## Begin INFORMATION SHOWN

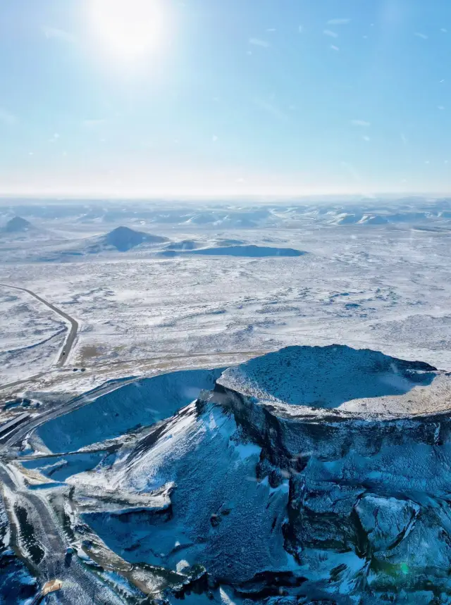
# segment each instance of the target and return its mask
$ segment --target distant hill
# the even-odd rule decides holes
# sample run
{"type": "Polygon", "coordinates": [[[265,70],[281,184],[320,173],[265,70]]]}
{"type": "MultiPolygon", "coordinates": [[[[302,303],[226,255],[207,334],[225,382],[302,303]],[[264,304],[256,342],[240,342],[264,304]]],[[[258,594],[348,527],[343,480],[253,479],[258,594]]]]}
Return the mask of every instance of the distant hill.
{"type": "MultiPolygon", "coordinates": [[[[160,235],[153,235],[142,231],[135,231],[128,227],[118,227],[106,235],[101,235],[97,238],[94,247],[96,249],[112,247],[116,248],[120,252],[126,252],[132,248],[141,245],[141,244],[160,244],[167,241],[167,237],[163,237],[160,235]]],[[[97,251],[97,250],[92,250],[92,251],[97,251]]],[[[100,249],[98,251],[100,251],[100,249]]]]}
{"type": "Polygon", "coordinates": [[[21,216],[15,216],[10,219],[1,230],[5,233],[23,233],[34,229],[33,225],[21,216]]]}

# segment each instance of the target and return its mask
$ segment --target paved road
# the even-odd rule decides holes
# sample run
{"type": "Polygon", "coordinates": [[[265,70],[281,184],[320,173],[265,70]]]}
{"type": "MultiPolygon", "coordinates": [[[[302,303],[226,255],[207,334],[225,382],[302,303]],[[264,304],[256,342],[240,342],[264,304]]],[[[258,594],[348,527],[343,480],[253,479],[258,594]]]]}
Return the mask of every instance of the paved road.
{"type": "MultiPolygon", "coordinates": [[[[70,317],[70,315],[68,315],[67,313],[64,313],[63,311],[61,311],[61,308],[58,308],[55,305],[49,303],[48,301],[43,299],[39,294],[37,294],[36,292],[32,292],[32,290],[29,290],[27,288],[22,288],[18,286],[13,286],[11,284],[1,284],[0,283],[0,286],[4,288],[13,288],[15,290],[20,290],[23,292],[27,292],[30,296],[35,298],[36,300],[38,300],[42,304],[44,304],[46,306],[49,307],[49,308],[51,309],[54,313],[61,316],[63,319],[66,321],[68,321],[70,324],[70,330],[66,337],[66,341],[64,342],[64,345],[61,349],[61,352],[59,354],[59,357],[56,361],[56,366],[58,367],[61,367],[61,366],[64,366],[66,362],[67,361],[68,357],[69,356],[69,354],[73,345],[75,337],[77,337],[77,332],[78,332],[78,322],[74,319],[73,317],[70,317]]],[[[4,388],[5,386],[14,386],[16,383],[12,382],[9,385],[4,385],[4,388]]],[[[20,384],[20,382],[18,383],[20,384]]]]}
{"type": "MultiPolygon", "coordinates": [[[[55,578],[63,580],[62,590],[53,597],[49,597],[47,603],[55,602],[61,605],[104,605],[107,603],[123,605],[123,600],[89,572],[80,563],[76,554],[73,556],[70,566],[65,565],[66,551],[70,544],[54,512],[37,492],[20,487],[8,472],[6,465],[1,462],[0,484],[16,494],[16,497],[26,500],[28,509],[33,511],[29,520],[44,547],[44,558],[37,566],[33,566],[42,582],[55,578]]],[[[10,522],[14,521],[10,519],[10,522]]],[[[16,528],[16,535],[19,534],[20,528],[16,528]]]]}

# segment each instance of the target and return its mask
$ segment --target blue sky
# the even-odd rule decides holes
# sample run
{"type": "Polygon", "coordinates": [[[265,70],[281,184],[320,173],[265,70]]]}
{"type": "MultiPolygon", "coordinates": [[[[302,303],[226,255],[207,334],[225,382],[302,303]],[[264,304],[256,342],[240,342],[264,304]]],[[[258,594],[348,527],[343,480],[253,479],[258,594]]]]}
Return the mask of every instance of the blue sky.
{"type": "Polygon", "coordinates": [[[1,0],[0,194],[450,193],[450,0],[1,0]]]}

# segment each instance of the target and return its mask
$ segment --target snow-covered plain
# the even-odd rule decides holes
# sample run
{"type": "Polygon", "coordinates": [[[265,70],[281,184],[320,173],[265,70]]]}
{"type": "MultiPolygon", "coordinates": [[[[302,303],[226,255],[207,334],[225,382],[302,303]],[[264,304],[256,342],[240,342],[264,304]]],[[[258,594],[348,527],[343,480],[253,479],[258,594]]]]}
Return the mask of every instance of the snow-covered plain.
{"type": "MultiPolygon", "coordinates": [[[[451,369],[451,204],[354,206],[5,206],[5,222],[20,213],[39,228],[20,241],[0,237],[0,281],[25,285],[78,320],[70,361],[88,369],[116,363],[120,373],[124,361],[333,343],[451,369]],[[388,218],[343,223],[343,213],[388,218]],[[84,242],[104,242],[123,223],[168,241],[82,252],[84,242]],[[61,256],[61,246],[82,252],[61,256]],[[246,246],[307,254],[256,258],[246,246]],[[215,247],[233,256],[190,254],[215,247]],[[176,256],[166,255],[171,250],[176,256]]],[[[51,321],[56,332],[58,318],[51,321]]],[[[23,324],[19,316],[2,318],[2,343],[11,332],[17,349],[35,339],[35,328],[23,324]]],[[[43,349],[39,368],[55,357],[43,349]]],[[[35,373],[36,360],[20,366],[3,365],[1,381],[23,378],[28,366],[35,373]]]]}
{"type": "Polygon", "coordinates": [[[56,368],[67,325],[0,290],[0,385],[56,377],[16,392],[49,414],[4,465],[30,523],[47,499],[102,581],[173,605],[450,602],[450,201],[16,215],[0,282],[80,325],[56,368]]]}

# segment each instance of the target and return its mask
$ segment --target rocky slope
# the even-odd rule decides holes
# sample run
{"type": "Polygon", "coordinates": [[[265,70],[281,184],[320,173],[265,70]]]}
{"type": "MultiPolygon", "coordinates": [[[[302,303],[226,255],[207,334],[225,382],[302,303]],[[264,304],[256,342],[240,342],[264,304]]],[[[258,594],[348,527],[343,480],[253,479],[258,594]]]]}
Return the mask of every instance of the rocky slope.
{"type": "Polygon", "coordinates": [[[450,382],[376,351],[290,347],[67,481],[110,549],[202,566],[213,602],[450,602],[450,382]]]}

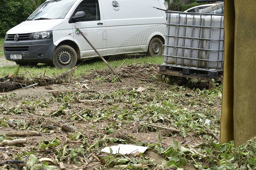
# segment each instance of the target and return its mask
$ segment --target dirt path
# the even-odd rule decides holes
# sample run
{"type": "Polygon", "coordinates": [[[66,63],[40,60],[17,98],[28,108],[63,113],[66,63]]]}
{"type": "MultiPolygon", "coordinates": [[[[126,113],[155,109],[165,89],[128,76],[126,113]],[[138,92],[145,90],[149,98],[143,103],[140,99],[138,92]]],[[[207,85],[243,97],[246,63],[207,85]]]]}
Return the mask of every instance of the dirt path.
{"type": "MultiPolygon", "coordinates": [[[[202,158],[218,155],[219,151],[213,149],[212,154],[203,152],[198,156],[186,147],[204,150],[217,142],[202,127],[210,119],[210,128],[218,132],[219,89],[210,93],[170,85],[157,78],[158,69],[150,65],[120,68],[117,72],[122,83],[109,70],[101,70],[76,77],[70,83],[0,93],[0,142],[16,138],[27,140],[24,144],[0,148],[0,162],[18,156],[28,162],[35,156],[38,159],[47,158],[52,165],[62,162],[69,169],[117,169],[114,168],[128,164],[142,164],[148,170],[173,169],[167,166],[171,163],[189,169],[194,164],[193,157],[196,161],[210,165],[202,158]],[[72,92],[63,92],[67,89],[72,92]],[[56,91],[63,95],[53,95],[56,91]],[[14,124],[12,127],[8,124],[10,121],[14,124]],[[65,124],[73,129],[67,131],[65,124]],[[40,135],[32,136],[31,131],[40,135]],[[27,136],[8,135],[19,132],[27,132],[27,136]],[[106,146],[120,144],[149,148],[144,154],[126,157],[100,152],[106,146]],[[181,160],[169,162],[172,157],[181,160]]],[[[37,163],[49,169],[38,160],[37,163]]],[[[20,169],[26,166],[20,166],[20,169]]]]}

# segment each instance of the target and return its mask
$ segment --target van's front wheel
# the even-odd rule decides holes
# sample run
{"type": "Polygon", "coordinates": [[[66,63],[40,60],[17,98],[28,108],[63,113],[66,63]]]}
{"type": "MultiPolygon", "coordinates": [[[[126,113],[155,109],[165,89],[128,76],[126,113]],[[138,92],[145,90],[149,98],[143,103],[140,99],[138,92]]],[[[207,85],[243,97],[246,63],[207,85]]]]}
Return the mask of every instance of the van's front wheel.
{"type": "Polygon", "coordinates": [[[164,52],[162,40],[157,37],[152,39],[149,42],[149,51],[152,57],[161,57],[164,52]]]}
{"type": "Polygon", "coordinates": [[[67,45],[57,47],[54,52],[53,63],[60,68],[71,68],[76,64],[77,55],[74,48],[67,45]]]}

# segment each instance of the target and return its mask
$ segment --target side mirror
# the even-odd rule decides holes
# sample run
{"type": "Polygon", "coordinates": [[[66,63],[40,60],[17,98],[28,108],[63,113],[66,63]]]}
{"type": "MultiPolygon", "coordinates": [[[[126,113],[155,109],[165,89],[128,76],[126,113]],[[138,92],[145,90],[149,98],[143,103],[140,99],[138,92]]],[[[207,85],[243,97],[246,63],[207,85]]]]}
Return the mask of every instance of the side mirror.
{"type": "Polygon", "coordinates": [[[85,12],[83,11],[79,11],[76,13],[74,16],[71,17],[71,18],[73,20],[76,20],[79,19],[83,19],[85,18],[85,12]]]}

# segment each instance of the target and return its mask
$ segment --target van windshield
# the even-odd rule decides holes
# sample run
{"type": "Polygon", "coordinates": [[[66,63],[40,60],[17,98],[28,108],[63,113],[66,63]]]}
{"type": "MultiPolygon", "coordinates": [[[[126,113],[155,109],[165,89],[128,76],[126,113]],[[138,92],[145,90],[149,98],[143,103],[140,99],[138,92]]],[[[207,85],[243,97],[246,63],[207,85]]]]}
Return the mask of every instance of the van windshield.
{"type": "Polygon", "coordinates": [[[28,20],[63,19],[76,0],[52,0],[40,6],[28,20]]]}

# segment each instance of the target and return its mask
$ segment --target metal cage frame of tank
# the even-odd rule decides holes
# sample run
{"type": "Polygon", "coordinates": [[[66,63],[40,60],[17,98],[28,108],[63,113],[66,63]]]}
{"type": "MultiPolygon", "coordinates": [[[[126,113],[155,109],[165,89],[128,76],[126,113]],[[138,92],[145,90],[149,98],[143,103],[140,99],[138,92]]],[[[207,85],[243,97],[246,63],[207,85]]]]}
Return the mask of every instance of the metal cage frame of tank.
{"type": "MultiPolygon", "coordinates": [[[[174,13],[174,14],[179,14],[179,24],[171,24],[171,19],[170,18],[170,19],[169,19],[168,21],[168,20],[167,20],[167,23],[165,24],[166,25],[167,25],[169,26],[169,29],[167,29],[168,31],[167,30],[166,33],[168,33],[168,35],[164,35],[164,36],[166,37],[167,37],[168,38],[167,39],[168,39],[167,40],[167,42],[166,42],[166,40],[165,41],[165,44],[164,45],[164,46],[167,47],[167,51],[166,52],[166,53],[164,53],[165,54],[166,53],[167,54],[164,54],[163,55],[164,57],[173,57],[175,58],[175,64],[167,64],[167,63],[164,63],[162,65],[163,66],[169,66],[172,67],[178,67],[178,68],[186,68],[186,69],[191,69],[194,70],[203,70],[204,71],[210,71],[212,72],[221,72],[223,71],[223,61],[224,61],[224,39],[221,39],[221,29],[224,29],[224,25],[222,25],[222,20],[224,20],[224,15],[223,14],[205,14],[205,13],[190,13],[190,12],[177,12],[177,11],[166,11],[166,16],[167,16],[168,13],[174,13]],[[186,24],[185,25],[182,25],[180,24],[180,14],[185,14],[186,15],[186,20],[187,21],[187,17],[188,15],[193,15],[193,23],[194,24],[194,17],[195,16],[200,16],[200,25],[187,25],[186,24]],[[202,26],[201,25],[202,23],[202,16],[211,16],[211,25],[210,26],[202,26]],[[212,27],[211,26],[212,25],[212,17],[213,16],[221,16],[222,17],[221,18],[221,21],[220,22],[220,25],[219,27],[212,27]],[[176,36],[173,36],[173,35],[170,35],[170,26],[171,25],[174,25],[178,27],[178,34],[176,36]],[[185,31],[184,32],[184,36],[179,36],[179,29],[180,28],[180,26],[183,26],[185,27],[185,31]],[[196,27],[198,27],[199,28],[199,29],[200,30],[200,32],[199,32],[199,37],[193,37],[192,36],[191,37],[186,37],[186,28],[187,27],[192,27],[192,32],[194,30],[195,30],[195,29],[194,29],[194,28],[196,27]],[[216,28],[216,29],[220,29],[220,37],[219,39],[211,39],[210,38],[202,38],[201,37],[201,29],[203,28],[207,28],[210,29],[210,37],[211,36],[211,32],[212,31],[212,28],[216,28]],[[168,45],[169,44],[169,38],[170,37],[172,37],[174,38],[177,38],[177,45],[176,46],[170,46],[169,45],[168,45]],[[179,38],[182,38],[183,39],[183,46],[178,46],[178,42],[179,41],[179,38]],[[193,48],[192,47],[187,47],[185,46],[185,39],[191,39],[191,46],[192,46],[192,39],[197,39],[198,41],[198,48],[193,48]],[[209,49],[202,49],[200,48],[200,41],[201,40],[208,40],[208,42],[209,43],[209,49]],[[212,50],[211,49],[210,49],[210,45],[211,45],[211,42],[212,41],[219,41],[219,49],[218,50],[212,50]],[[220,46],[220,42],[221,41],[223,41],[223,46],[222,47],[222,49],[221,49],[221,46],[220,46]],[[176,48],[176,56],[173,56],[173,55],[168,55],[168,50],[169,47],[174,47],[176,48]],[[182,49],[182,53],[183,53],[183,56],[178,56],[178,48],[181,48],[182,49]],[[197,50],[197,58],[190,58],[190,57],[184,57],[184,51],[185,49],[190,49],[190,57],[191,57],[192,56],[192,52],[191,50],[197,50]],[[204,50],[204,51],[207,51],[208,52],[208,54],[207,55],[208,55],[208,59],[207,60],[204,59],[202,59],[199,58],[199,50],[204,50]],[[210,51],[218,51],[218,60],[209,60],[209,57],[210,57],[210,53],[209,52],[210,51]],[[220,58],[220,53],[222,53],[222,55],[221,55],[221,56],[220,58]],[[177,64],[177,58],[181,58],[182,59],[182,65],[180,65],[177,64]],[[189,60],[189,66],[185,66],[184,65],[184,59],[188,59],[189,60]],[[191,62],[192,60],[196,60],[196,61],[197,62],[197,65],[196,65],[196,67],[191,67],[191,62]],[[200,68],[198,67],[198,61],[207,61],[207,67],[206,68],[200,68]],[[212,69],[214,70],[212,70],[212,69],[210,69],[209,68],[209,62],[217,62],[217,69],[212,69]],[[221,63],[221,67],[220,67],[221,68],[219,68],[219,63],[221,63]]],[[[186,24],[187,23],[186,23],[186,24]]],[[[192,34],[193,36],[193,32],[192,34]]],[[[210,37],[210,38],[211,37],[210,37]]]]}

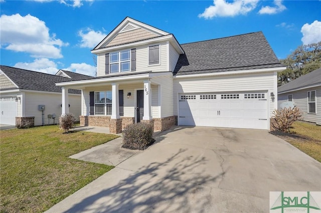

## End INFORMATION SHOWN

TASK TO CARRY OUT — Show every line of the data above that contains the word "front", and treat case as significant.

RESPONSE BELOW —
$ segment --target van's front wheel
Return the mask of every instance of the van's front wheel.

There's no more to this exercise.